Króliki oraz gryzonie

Dramka - Słodka ta Twoja szynszla. Szkoda, że nie będzie już żadnych informacji o wybrykach Felka  🙁 

Escada - przeurocze świnki... A w szczególności ten czarny gładkowłosy (jaki ma błysk w oku  😉 )

Długo się nie udzielałam w tym wątku  ale metamorfoza jaką przeszły moje króle jest ogromna...
Wcześniej:


I obecnie:


W międzyczasie udało im się także zmienić płeć  😁 Gdy je kupiłam wszyscy twierdzili, że to samiczki (od sklepowych aż po weterynarza). Gdy jednak "rudy" zaczął gwałcić  "gniadego" świadoma że niedługo mogę mieć "mini hodowlę", szybko podjęłam decyzję - kastracja. Miesiąc po kastracji rudego okazało się, że gniady też zaczyna gwałcić swojego kolegę    😜
Na wiosnę i jego kastracja nie ominie 😉


Załoga G  😁

Esperansa Słodkie, nawet po metamorfozie  💘 Felek też miał być Felkową 😵 Tak mi go brakuje, oczarował nawet moje sąsiadki

Więcej fotek szynszyla..
ale fajna  😜
Czy szynszyle lubią hamaki?
Gagulec   Mistrz lokalny
07 stycznia 2011 09:46
Moje prosięta:

Plastelinek





Kędziorek zwany Kędzierzawoświnkiem 😀



Dramka moje od kad mam kupilam im hamak- śpia przewaznie w nim  🙂, wiec moim przypdl do gustu (bardziej niz drewniany domek- taki polokragly wiszacy, od spodu do polki przymocowany (ten znalazl inne zastosowanie- obgryziony juz prawie doszczetnie)
####
#### Polecenie a:
Zapisz wiernie fragment tekstu o królikach i gryzoniach od „W międzyczasie udało” aż do „szynszyle lubią hamaki?” włącznie.
####
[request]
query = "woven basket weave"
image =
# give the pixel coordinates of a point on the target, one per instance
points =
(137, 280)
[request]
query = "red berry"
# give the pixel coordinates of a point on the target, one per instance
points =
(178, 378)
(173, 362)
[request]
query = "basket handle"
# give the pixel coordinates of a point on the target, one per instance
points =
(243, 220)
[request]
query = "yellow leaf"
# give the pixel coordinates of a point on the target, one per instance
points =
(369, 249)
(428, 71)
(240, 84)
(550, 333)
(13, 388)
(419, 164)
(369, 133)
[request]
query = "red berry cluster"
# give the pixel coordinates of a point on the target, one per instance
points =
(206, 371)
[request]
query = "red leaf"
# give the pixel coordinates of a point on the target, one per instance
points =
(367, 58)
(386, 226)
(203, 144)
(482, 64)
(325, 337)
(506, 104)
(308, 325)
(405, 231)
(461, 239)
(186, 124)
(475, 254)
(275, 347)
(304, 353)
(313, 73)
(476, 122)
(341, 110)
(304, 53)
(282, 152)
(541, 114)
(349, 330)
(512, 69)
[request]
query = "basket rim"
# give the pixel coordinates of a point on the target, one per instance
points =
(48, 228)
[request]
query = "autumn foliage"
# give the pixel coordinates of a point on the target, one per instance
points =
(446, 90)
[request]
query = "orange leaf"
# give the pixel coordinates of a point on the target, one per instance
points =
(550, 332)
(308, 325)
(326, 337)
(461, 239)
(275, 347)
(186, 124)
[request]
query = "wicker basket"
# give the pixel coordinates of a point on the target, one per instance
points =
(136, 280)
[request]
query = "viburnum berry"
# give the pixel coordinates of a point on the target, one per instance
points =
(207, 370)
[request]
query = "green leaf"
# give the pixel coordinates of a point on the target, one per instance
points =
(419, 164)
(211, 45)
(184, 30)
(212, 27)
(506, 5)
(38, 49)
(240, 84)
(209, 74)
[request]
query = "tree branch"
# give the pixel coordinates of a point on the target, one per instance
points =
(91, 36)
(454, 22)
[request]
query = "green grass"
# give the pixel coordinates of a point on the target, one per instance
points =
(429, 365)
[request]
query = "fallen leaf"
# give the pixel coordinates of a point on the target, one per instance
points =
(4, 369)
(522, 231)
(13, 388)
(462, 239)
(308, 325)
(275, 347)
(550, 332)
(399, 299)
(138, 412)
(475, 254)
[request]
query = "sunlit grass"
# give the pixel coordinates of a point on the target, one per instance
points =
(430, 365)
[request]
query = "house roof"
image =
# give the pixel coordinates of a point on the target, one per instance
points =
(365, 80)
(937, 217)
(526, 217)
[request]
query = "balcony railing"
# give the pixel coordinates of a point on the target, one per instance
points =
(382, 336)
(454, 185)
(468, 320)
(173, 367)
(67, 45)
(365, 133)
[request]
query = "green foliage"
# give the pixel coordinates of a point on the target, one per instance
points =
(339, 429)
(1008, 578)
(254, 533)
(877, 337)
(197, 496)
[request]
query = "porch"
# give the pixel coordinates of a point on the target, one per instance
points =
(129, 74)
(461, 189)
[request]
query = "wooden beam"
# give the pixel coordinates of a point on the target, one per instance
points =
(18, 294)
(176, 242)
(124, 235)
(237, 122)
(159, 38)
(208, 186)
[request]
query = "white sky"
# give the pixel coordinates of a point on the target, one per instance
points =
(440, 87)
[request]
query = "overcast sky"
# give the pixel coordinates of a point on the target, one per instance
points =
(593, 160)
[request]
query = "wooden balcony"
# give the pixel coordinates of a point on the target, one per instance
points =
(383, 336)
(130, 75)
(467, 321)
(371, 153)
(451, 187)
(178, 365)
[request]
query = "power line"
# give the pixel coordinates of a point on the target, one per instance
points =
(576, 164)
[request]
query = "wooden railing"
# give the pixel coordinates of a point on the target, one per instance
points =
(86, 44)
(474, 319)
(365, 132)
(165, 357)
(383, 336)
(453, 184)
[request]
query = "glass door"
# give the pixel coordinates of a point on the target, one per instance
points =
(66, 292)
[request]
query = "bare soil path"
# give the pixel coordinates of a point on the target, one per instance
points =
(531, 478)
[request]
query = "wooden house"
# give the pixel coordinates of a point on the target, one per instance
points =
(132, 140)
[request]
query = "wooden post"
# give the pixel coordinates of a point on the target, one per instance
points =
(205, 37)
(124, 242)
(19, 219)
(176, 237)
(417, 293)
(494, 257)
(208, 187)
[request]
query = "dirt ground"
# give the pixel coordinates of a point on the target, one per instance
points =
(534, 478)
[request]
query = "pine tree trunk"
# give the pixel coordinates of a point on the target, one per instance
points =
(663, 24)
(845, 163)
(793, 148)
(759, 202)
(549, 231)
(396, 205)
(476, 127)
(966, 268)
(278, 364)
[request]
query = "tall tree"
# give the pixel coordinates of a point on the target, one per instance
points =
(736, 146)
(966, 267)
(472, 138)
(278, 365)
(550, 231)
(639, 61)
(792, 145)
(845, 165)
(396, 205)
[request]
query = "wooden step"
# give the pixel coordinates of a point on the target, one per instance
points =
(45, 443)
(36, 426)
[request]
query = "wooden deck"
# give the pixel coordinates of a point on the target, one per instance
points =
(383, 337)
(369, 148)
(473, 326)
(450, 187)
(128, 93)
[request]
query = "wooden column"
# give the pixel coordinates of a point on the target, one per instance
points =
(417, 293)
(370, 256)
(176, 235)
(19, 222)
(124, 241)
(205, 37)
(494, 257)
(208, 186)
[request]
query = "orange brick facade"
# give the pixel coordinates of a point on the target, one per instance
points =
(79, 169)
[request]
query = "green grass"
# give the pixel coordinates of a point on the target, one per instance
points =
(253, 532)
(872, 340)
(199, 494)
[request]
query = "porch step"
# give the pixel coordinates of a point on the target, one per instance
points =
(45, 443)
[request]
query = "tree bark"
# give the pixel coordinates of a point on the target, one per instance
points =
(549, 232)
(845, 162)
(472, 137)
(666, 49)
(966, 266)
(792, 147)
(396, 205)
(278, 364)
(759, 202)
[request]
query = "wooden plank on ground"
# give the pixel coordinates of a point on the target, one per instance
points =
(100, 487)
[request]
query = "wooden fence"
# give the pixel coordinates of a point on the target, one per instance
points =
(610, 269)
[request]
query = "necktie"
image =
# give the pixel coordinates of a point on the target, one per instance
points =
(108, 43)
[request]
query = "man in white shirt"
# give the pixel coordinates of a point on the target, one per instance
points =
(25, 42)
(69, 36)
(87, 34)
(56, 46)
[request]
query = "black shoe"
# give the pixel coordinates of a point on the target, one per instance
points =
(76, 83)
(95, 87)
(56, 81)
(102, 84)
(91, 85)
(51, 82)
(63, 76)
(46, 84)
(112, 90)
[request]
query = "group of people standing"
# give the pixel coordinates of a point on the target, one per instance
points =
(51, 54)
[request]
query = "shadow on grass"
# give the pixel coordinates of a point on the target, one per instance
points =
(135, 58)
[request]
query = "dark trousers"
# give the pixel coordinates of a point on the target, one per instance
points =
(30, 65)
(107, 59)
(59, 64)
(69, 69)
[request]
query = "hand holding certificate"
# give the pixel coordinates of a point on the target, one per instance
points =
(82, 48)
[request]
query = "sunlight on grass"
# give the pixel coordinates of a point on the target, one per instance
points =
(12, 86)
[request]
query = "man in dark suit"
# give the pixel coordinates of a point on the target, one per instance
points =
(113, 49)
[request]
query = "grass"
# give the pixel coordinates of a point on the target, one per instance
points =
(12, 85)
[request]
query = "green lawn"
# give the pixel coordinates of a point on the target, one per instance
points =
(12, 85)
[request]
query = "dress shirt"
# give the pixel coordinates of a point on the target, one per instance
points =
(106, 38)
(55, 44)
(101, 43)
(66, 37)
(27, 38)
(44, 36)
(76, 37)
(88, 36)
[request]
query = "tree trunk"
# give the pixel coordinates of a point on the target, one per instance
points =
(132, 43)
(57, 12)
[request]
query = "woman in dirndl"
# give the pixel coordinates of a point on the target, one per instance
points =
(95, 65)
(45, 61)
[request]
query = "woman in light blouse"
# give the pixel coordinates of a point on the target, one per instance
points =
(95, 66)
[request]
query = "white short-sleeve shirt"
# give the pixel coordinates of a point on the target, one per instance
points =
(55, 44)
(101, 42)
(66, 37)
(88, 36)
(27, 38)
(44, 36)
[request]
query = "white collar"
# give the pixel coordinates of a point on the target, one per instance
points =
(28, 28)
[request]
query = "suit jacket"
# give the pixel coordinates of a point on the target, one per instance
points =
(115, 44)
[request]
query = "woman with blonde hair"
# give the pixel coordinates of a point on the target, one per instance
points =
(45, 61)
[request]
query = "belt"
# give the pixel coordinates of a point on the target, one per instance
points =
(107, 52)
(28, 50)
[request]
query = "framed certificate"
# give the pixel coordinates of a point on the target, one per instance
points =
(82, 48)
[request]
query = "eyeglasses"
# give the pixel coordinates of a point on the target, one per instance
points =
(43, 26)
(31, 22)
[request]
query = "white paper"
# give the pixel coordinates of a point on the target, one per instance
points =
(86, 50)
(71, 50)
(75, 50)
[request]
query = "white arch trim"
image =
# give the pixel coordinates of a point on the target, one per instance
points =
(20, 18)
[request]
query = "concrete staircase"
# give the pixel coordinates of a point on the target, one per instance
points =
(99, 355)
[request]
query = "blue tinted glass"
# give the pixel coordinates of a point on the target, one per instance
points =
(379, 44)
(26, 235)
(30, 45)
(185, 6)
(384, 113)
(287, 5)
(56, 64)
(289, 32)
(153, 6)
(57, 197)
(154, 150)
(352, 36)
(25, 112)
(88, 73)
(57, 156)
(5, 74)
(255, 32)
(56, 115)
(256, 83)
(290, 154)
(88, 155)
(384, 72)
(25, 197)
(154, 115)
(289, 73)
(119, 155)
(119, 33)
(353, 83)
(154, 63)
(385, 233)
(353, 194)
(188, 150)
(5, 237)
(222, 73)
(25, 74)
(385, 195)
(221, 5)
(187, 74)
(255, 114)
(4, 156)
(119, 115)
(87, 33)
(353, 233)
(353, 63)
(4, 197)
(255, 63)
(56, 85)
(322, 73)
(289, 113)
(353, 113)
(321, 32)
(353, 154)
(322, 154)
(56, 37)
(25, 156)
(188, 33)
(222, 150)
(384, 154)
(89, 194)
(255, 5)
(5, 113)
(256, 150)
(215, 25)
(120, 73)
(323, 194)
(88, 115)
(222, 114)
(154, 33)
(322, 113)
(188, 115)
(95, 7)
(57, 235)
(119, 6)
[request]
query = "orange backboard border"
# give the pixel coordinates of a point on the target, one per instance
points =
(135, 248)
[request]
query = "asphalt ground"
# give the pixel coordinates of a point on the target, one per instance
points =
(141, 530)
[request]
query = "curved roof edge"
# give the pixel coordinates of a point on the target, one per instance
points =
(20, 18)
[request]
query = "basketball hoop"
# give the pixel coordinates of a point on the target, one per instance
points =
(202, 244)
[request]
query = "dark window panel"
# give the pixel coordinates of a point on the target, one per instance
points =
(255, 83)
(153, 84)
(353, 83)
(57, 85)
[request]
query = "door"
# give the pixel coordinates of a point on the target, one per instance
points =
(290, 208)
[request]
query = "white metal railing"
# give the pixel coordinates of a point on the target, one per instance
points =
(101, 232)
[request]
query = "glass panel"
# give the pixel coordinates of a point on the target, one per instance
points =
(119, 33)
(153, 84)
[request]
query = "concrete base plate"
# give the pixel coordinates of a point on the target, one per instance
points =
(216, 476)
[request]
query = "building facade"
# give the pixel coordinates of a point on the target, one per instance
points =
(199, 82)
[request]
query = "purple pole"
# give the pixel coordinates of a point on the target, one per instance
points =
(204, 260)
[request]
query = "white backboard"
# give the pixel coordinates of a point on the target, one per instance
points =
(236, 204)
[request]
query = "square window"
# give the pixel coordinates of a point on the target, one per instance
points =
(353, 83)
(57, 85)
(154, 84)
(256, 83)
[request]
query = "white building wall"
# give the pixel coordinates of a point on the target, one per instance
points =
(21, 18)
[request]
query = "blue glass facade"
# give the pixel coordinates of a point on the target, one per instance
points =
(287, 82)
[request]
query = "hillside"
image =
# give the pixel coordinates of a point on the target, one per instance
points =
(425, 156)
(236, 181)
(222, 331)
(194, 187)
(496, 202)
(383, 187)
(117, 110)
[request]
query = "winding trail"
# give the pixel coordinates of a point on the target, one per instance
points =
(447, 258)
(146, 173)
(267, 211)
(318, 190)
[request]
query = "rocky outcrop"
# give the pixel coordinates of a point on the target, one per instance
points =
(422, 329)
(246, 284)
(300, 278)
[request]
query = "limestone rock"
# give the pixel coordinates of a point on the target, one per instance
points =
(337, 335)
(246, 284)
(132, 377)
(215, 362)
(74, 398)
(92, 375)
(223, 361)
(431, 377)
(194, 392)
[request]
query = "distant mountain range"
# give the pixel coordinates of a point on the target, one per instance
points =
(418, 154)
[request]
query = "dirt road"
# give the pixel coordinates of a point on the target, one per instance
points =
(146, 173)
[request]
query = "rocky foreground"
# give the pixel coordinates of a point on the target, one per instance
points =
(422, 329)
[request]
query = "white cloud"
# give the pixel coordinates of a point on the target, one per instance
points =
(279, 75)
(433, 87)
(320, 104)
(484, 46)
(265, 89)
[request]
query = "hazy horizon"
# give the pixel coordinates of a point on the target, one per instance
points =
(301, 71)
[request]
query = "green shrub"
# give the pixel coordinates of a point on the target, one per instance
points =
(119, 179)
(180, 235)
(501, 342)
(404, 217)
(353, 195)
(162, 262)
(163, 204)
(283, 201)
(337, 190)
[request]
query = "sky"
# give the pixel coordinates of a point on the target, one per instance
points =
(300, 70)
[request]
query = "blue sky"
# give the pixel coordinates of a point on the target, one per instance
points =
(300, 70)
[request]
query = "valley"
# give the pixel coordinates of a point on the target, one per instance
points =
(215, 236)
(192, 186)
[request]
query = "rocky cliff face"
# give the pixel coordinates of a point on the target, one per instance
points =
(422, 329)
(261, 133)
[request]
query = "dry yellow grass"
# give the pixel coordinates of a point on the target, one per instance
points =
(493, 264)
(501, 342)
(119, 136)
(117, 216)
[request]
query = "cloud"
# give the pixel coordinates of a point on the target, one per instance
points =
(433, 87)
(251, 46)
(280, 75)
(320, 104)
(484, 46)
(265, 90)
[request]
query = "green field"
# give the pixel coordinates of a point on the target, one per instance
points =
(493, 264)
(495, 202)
####
#### Polecenie b:
Podaj każdy wiersz powyższych danych, w którym występuje ciąg „facade”. Wielkość liter ma znaczenie.

#### Odpowiedź a:
W międzyczasie udało im się także zmienić płeć  😁 Gdy je kupiłam wszyscy twierdzili, że to samiczki (od sklepowych aż po weterynarza). Gdy jednak "rudy" zaczął gwałcić  "gniadego" świadoma że niedługo mogę mieć "mini hodowlę", szybko podjęłam decyzję - kastracja. Miesiąc po kastracji rudego okazało się, że gniady też zaczyna gwałcić swojego kolegę    😜
Na wiosnę i jego kastracja nie ominie 😉


Załoga G  😁

Esperansa Słodkie, nawet po metamorfozie  💘 Felek też miał być Felkową 😵 Tak mi go brakuje, oczarował nawet moje sąsiadki

Więcej fotek szynszyla..
ale fajna  😜
Czy szynszyle lubią hamaki?

#### Odpowiedź b:
query = "orange brick facade"
query = "building facade"
query = "blue glass facade"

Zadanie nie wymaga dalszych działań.